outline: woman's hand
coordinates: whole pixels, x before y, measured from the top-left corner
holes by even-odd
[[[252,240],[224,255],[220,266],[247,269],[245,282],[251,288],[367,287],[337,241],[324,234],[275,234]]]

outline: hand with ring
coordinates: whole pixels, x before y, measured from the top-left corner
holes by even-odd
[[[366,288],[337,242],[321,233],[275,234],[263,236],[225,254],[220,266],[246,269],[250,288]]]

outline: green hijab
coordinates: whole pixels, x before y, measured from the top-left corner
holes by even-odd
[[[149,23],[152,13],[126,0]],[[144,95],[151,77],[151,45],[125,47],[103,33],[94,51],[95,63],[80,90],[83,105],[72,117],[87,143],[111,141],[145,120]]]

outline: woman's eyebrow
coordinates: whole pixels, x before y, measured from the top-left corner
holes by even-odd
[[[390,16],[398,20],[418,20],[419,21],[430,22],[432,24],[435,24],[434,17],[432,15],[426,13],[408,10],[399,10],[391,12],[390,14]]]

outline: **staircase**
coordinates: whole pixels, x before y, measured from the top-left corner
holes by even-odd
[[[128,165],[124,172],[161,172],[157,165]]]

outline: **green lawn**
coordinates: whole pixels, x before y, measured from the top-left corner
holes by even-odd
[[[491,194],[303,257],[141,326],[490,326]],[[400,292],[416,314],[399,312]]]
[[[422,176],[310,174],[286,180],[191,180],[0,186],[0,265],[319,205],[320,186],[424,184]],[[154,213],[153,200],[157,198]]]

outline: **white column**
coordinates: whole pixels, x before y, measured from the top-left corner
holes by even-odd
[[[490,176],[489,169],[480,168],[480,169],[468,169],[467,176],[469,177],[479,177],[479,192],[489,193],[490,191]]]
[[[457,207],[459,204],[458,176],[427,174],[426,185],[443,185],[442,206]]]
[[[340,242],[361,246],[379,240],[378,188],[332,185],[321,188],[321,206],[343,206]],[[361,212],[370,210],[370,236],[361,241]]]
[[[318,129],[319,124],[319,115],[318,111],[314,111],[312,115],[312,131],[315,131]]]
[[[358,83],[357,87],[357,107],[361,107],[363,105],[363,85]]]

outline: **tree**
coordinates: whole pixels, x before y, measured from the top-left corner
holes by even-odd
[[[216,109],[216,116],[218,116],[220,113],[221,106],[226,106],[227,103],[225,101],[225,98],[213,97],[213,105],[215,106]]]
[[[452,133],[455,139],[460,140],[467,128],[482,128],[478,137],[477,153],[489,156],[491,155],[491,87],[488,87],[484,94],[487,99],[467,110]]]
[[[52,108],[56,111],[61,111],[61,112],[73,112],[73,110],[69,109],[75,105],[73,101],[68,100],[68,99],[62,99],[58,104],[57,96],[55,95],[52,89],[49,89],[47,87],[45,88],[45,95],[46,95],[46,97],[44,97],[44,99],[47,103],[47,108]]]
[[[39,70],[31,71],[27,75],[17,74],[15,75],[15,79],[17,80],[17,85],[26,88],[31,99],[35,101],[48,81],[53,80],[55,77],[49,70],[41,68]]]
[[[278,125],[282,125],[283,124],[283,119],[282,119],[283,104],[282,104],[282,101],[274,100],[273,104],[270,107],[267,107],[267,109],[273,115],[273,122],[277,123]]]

┄┄┄┄┄┄

◆ **GOAL**
Express the records, starting at the line containing "outline: **tree**" and ending at the last of the records, as a two-column CSV with the columns label_text and polygons. Give one row per record, with its text under label_text and its answer under polygons, each in a single quoted field with line breaks replaced by spaces.

◆ **THE RESULT**
label_text,polygons
"outline: **tree** coordinates: whole pixels, x before y, measured from the top-left corner holes by even-odd","[[[216,109],[216,116],[218,116],[220,113],[221,106],[226,106],[227,103],[225,101],[225,98],[213,97],[213,105],[215,106]]] [[[452,133],[455,139],[460,140],[467,128],[482,128],[478,137],[477,153],[489,156],[491,155],[491,87],[488,87],[484,94],[487,99],[467,110]]] [[[52,108],[56,111],[61,111],[61,112],[73,112],[73,110],[69,109],[75,105],[73,101],[68,100],[68,99],[62,99],[58,104],[57,96],[55,95],[52,89],[49,89],[47,87],[45,88],[45,95],[46,95],[46,97],[44,97],[44,99],[47,103],[47,108]]] [[[39,70],[31,71],[27,75],[17,74],[15,75],[15,79],[17,80],[17,85],[26,88],[31,99],[35,101],[48,81],[53,80],[55,77],[49,70],[41,68]]] [[[278,125],[282,125],[283,124],[283,119],[282,119],[283,104],[282,104],[282,101],[274,100],[273,104],[270,107],[267,107],[267,109],[273,115],[273,122],[277,123]]]"